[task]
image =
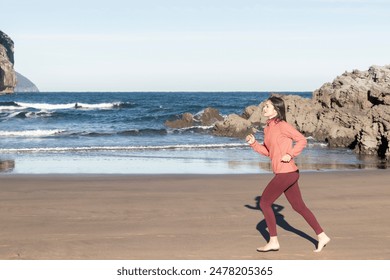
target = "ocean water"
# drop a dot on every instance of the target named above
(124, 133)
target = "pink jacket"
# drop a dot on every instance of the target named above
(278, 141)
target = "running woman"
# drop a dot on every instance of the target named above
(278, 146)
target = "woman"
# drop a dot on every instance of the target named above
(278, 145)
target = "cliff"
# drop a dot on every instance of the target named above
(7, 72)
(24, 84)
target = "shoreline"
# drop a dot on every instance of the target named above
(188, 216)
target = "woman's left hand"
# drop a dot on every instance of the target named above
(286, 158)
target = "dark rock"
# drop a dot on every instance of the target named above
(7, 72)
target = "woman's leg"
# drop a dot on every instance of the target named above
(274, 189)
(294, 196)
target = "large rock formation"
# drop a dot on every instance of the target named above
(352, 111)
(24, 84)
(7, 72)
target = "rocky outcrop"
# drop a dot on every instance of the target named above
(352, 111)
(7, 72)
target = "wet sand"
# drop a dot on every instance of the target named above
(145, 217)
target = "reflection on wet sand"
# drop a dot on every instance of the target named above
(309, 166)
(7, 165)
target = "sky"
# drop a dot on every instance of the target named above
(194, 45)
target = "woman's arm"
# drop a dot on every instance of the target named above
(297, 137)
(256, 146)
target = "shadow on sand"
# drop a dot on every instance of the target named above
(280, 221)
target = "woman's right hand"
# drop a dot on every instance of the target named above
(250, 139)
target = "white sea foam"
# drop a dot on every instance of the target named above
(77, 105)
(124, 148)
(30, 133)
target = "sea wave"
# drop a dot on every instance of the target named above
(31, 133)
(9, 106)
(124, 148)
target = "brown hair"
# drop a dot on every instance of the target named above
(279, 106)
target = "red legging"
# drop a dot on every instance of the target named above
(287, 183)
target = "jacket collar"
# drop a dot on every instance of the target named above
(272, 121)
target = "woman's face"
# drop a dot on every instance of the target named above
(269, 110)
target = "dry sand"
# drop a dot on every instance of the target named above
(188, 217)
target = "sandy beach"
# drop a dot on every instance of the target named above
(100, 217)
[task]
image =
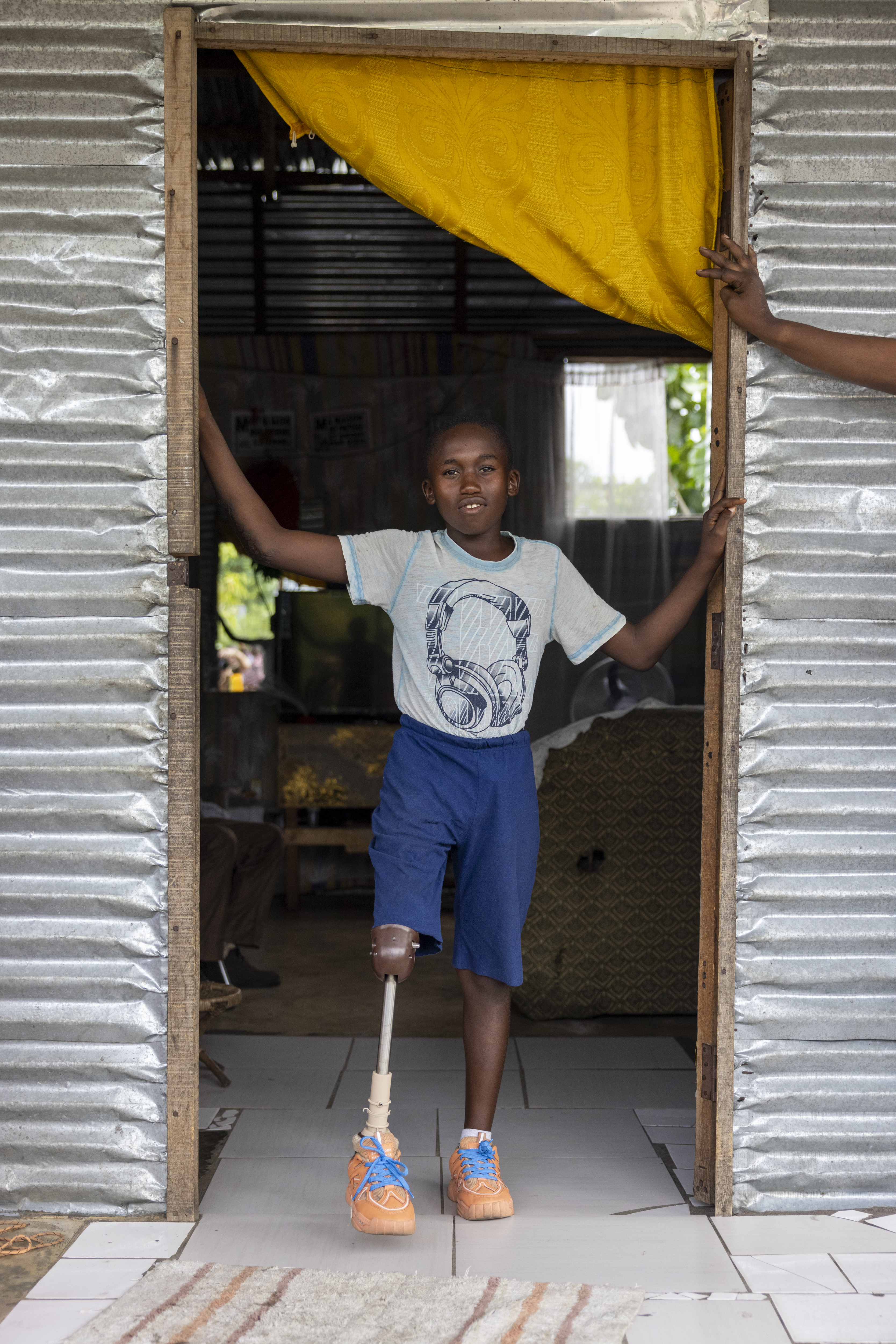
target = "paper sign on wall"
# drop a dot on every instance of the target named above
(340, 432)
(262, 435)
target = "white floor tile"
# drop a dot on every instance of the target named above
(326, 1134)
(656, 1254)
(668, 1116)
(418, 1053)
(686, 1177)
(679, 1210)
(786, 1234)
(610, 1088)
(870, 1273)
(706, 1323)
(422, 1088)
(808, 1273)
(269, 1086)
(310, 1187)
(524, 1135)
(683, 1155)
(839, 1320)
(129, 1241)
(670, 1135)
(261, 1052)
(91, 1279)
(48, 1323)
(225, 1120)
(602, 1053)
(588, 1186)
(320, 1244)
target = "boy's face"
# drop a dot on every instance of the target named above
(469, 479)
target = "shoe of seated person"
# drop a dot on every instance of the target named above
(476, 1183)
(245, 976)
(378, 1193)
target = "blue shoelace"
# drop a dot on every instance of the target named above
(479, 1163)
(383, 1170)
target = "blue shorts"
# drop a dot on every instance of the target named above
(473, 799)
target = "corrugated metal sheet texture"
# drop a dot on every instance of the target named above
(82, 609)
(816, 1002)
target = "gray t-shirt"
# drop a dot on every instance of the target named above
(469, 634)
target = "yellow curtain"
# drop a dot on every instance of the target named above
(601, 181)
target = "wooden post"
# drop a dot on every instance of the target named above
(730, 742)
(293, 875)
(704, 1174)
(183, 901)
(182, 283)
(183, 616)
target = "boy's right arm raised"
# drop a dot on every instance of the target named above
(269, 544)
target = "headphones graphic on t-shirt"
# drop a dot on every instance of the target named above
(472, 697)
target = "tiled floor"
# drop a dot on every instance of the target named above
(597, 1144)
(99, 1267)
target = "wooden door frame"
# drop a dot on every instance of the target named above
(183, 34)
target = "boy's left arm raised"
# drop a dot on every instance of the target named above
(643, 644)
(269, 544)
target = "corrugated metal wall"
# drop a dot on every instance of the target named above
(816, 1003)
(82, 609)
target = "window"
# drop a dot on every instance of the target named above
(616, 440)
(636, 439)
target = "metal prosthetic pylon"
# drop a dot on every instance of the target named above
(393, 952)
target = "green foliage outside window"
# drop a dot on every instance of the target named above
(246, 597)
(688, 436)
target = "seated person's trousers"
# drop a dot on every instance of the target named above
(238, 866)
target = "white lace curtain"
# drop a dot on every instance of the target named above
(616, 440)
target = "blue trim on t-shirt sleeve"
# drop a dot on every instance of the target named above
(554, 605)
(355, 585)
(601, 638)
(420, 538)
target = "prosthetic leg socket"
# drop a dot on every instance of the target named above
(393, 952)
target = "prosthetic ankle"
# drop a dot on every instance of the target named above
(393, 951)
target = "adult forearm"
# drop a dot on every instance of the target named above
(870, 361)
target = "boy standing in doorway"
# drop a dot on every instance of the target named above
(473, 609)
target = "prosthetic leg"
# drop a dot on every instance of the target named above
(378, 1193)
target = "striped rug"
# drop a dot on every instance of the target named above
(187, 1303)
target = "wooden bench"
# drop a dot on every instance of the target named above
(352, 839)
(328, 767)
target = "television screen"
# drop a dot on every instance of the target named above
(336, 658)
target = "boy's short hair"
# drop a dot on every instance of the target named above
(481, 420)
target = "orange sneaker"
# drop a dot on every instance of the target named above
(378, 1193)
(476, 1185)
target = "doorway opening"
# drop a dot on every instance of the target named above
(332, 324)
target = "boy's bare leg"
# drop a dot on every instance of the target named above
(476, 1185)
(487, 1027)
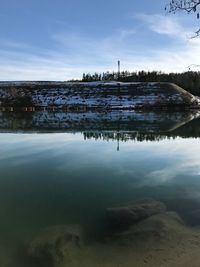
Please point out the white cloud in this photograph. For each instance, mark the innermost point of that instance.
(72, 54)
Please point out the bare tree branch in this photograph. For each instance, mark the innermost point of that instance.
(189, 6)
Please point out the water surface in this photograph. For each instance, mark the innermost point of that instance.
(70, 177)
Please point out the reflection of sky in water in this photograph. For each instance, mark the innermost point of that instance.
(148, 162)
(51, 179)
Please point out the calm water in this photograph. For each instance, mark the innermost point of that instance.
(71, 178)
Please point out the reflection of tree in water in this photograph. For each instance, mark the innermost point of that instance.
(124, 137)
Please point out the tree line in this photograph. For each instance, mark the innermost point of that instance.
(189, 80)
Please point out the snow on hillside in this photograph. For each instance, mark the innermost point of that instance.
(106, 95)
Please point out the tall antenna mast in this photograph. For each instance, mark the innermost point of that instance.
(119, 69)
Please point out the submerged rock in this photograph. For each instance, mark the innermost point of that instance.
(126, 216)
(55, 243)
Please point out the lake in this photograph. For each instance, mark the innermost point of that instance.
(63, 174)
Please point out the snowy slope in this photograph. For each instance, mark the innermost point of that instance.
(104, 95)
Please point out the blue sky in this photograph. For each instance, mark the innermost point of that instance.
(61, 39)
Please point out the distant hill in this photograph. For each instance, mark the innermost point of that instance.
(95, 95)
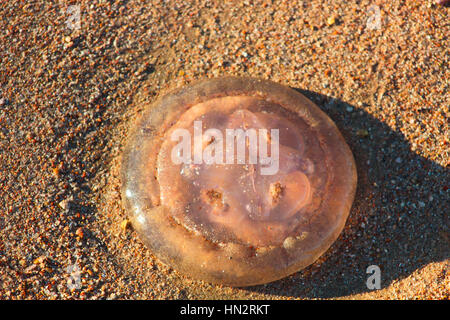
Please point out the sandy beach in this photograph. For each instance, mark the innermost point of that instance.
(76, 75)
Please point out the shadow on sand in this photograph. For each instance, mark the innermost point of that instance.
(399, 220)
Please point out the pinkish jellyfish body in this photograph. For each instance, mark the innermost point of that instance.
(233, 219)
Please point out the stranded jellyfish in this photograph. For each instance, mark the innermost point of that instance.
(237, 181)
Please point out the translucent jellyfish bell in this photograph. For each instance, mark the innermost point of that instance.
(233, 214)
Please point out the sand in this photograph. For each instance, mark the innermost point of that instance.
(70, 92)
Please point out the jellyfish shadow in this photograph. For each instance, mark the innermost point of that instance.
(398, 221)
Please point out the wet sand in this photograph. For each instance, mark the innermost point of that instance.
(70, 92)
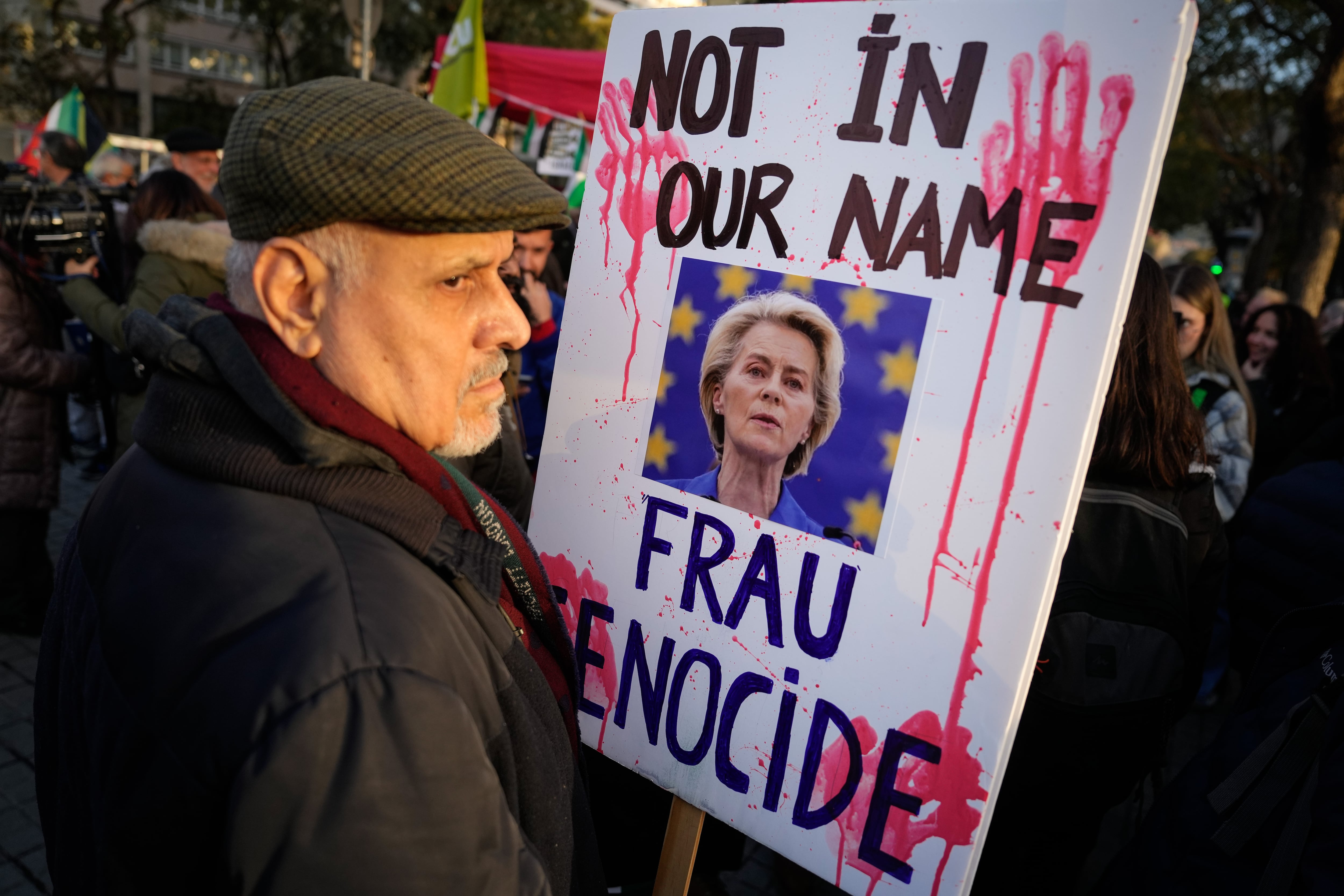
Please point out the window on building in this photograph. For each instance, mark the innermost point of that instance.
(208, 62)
* * * * *
→ **Problem to work on**:
Reproduce each line from the listing above that includes the word "prosthetic".

→ **Your solution**:
target = "metal prosthetic pylon"
target = "prosthetic leg socket"
target = "prosthetic ankle"
target = "prosthetic leg"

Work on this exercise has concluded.